(Records drawn from a dataset)
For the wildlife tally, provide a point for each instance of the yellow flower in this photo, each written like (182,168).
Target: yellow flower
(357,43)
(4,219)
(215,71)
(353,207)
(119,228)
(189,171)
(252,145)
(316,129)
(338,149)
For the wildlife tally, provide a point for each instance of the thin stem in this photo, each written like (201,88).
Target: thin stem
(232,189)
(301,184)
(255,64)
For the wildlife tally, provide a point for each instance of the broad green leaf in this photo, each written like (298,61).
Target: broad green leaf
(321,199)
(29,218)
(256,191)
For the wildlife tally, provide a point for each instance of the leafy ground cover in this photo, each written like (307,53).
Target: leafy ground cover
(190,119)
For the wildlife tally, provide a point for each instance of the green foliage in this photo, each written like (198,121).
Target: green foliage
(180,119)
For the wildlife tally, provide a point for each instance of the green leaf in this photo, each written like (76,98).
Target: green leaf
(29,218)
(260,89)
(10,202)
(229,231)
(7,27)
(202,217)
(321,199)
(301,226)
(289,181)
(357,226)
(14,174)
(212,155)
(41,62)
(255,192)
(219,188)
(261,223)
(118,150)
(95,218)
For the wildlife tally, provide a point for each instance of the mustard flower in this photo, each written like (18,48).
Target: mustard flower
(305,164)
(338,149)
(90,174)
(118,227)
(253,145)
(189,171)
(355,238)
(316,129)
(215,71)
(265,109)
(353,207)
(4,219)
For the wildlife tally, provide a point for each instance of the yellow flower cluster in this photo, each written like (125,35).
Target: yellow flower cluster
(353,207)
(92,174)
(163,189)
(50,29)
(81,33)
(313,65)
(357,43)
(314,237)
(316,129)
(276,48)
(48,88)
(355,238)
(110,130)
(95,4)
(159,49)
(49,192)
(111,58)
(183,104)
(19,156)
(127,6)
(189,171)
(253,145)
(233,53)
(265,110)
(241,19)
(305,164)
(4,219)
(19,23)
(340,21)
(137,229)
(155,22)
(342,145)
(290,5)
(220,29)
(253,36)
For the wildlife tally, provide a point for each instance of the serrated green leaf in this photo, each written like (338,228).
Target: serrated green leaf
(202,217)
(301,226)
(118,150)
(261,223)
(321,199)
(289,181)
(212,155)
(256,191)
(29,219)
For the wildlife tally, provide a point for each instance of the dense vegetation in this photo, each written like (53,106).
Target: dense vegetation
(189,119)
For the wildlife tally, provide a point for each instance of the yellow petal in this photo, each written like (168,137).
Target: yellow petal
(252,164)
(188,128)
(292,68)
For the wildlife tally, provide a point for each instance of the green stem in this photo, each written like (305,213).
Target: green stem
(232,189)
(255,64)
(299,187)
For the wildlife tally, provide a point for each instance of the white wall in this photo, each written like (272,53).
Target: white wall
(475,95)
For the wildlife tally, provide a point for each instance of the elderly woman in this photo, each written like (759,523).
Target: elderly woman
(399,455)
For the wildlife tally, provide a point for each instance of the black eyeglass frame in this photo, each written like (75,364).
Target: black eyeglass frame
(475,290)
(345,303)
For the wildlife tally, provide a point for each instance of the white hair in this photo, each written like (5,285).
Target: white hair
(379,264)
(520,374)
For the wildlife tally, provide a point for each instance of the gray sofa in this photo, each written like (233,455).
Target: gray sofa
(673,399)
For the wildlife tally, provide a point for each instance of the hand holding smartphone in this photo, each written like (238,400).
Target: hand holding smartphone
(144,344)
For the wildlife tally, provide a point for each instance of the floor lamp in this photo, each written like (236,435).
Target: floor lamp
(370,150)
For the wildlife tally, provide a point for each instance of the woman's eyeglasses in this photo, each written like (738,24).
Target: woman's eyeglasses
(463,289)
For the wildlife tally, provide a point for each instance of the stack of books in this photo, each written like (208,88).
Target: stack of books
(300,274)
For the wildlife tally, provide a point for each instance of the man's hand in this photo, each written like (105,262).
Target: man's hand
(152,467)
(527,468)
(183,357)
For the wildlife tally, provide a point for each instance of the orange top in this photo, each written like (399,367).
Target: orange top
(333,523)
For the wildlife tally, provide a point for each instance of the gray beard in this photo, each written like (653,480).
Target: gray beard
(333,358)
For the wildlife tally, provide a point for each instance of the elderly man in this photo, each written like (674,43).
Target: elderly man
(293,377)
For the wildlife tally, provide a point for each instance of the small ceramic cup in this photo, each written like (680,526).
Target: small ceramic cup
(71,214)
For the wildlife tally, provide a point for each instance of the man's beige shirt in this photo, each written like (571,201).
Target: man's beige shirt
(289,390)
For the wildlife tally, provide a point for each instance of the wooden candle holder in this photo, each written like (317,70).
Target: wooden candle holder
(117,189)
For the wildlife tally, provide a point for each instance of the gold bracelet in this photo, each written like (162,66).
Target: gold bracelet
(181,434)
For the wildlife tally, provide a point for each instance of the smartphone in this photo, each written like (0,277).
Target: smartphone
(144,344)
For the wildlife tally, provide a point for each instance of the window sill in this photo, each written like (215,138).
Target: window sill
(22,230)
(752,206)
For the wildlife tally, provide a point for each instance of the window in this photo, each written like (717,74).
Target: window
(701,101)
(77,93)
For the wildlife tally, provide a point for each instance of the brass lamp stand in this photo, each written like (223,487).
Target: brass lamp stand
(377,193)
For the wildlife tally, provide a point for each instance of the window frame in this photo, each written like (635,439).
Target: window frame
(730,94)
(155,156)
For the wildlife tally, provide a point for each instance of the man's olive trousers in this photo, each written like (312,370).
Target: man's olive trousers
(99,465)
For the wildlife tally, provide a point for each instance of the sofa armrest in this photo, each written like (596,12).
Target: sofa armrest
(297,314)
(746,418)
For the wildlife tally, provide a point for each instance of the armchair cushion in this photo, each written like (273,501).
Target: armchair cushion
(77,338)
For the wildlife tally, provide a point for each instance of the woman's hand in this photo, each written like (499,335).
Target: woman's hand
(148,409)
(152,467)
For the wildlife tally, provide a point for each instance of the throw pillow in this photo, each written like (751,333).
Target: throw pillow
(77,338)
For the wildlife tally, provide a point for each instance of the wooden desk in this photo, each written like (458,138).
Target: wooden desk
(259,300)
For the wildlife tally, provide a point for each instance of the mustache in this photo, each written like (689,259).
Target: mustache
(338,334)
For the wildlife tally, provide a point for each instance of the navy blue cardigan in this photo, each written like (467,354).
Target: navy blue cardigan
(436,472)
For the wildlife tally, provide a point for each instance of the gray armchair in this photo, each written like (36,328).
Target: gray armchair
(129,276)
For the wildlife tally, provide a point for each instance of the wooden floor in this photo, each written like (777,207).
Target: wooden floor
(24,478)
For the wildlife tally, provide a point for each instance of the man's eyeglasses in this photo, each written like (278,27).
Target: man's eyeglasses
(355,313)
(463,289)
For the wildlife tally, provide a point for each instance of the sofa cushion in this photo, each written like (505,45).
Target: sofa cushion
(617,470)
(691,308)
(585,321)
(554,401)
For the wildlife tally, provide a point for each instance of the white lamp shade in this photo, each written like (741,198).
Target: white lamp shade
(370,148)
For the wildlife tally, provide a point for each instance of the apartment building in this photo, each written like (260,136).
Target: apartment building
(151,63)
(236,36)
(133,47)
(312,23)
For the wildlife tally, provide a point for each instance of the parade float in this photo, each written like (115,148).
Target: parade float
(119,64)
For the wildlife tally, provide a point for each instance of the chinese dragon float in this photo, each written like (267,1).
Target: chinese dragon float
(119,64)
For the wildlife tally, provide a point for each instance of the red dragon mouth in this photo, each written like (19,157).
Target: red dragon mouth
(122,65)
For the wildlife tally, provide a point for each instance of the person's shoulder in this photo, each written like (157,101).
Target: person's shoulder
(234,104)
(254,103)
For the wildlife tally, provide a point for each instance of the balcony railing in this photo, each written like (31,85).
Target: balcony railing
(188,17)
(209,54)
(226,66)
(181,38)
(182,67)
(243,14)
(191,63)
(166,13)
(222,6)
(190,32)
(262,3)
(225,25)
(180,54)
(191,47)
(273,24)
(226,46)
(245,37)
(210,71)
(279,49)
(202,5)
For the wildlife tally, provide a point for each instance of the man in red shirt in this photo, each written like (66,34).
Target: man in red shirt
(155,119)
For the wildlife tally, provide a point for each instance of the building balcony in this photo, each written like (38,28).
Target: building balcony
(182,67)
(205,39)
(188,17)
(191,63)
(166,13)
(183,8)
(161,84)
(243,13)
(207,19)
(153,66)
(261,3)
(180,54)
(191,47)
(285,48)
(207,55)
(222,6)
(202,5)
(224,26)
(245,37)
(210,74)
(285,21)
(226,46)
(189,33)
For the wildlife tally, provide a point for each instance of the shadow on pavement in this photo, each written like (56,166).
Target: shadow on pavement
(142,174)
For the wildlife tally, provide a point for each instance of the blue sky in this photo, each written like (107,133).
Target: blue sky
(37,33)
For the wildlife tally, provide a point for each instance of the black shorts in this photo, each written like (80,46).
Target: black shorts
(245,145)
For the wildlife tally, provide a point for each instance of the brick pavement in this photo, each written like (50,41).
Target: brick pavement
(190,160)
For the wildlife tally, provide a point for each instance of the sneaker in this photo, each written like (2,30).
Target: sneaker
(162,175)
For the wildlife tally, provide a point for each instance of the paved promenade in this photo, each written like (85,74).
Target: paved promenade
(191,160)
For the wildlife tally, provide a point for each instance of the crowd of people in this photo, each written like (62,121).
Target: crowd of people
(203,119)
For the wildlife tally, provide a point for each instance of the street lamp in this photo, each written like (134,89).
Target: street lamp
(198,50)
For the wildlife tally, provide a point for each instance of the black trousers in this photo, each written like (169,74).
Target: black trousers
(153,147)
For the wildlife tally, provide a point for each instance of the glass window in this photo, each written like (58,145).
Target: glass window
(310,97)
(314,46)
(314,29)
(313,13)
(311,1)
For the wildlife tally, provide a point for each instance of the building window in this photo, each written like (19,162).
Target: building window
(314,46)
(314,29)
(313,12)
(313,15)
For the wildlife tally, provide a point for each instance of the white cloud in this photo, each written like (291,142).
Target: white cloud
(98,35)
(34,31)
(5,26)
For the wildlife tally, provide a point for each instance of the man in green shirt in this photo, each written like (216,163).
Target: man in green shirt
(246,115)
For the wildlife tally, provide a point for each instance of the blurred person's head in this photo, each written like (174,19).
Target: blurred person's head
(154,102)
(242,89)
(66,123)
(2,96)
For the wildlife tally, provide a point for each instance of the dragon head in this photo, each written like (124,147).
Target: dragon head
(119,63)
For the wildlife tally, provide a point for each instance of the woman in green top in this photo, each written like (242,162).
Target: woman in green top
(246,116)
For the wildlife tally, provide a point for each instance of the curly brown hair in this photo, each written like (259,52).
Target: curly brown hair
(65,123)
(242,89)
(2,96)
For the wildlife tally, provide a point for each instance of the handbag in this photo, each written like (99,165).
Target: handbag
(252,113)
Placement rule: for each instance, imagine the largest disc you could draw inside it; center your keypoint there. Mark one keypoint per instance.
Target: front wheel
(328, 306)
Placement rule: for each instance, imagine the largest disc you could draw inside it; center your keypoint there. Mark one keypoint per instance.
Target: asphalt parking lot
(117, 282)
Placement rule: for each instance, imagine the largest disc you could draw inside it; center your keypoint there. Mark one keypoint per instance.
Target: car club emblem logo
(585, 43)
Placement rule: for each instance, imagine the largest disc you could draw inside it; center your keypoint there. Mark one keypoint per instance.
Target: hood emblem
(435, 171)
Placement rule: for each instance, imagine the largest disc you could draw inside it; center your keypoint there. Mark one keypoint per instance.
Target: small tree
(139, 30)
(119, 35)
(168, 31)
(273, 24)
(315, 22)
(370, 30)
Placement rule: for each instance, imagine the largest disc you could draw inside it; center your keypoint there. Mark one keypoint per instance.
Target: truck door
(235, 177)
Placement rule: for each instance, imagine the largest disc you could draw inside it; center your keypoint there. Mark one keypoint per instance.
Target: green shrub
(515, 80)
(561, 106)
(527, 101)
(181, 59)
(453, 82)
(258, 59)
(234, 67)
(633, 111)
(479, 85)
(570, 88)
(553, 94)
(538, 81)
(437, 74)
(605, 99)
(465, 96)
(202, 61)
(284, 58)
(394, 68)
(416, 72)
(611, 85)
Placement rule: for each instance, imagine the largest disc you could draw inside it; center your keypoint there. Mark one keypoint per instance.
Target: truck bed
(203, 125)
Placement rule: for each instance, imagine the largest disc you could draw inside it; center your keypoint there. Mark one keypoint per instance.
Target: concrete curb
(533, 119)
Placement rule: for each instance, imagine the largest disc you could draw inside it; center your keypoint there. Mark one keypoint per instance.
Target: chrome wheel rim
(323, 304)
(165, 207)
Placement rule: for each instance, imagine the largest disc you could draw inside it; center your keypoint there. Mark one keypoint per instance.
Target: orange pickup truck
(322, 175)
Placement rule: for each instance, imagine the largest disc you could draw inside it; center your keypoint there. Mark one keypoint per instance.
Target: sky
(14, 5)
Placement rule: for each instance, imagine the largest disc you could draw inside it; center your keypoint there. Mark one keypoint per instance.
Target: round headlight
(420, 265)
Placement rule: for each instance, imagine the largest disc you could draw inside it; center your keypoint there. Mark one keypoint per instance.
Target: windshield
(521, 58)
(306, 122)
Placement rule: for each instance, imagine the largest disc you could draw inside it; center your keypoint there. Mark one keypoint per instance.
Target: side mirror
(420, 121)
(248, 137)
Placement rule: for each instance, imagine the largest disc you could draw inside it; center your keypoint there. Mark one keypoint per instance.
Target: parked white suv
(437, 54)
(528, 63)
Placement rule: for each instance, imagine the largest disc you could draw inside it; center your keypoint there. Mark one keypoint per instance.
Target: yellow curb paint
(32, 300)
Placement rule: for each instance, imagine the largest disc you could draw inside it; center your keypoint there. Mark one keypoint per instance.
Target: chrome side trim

- Assignment
Once you reach the line that contains "Target: yellow curb paint", print it and every line after it exactly as written, stopping at the last line of the records and adding nothing.

- Answer below
Target: yellow curb paint
(32, 300)
Placement rule: for each instance, imagine the largest disc you could draw inside it; center your keypoint there. Mark one keypoint per instance.
Target: chrome side trim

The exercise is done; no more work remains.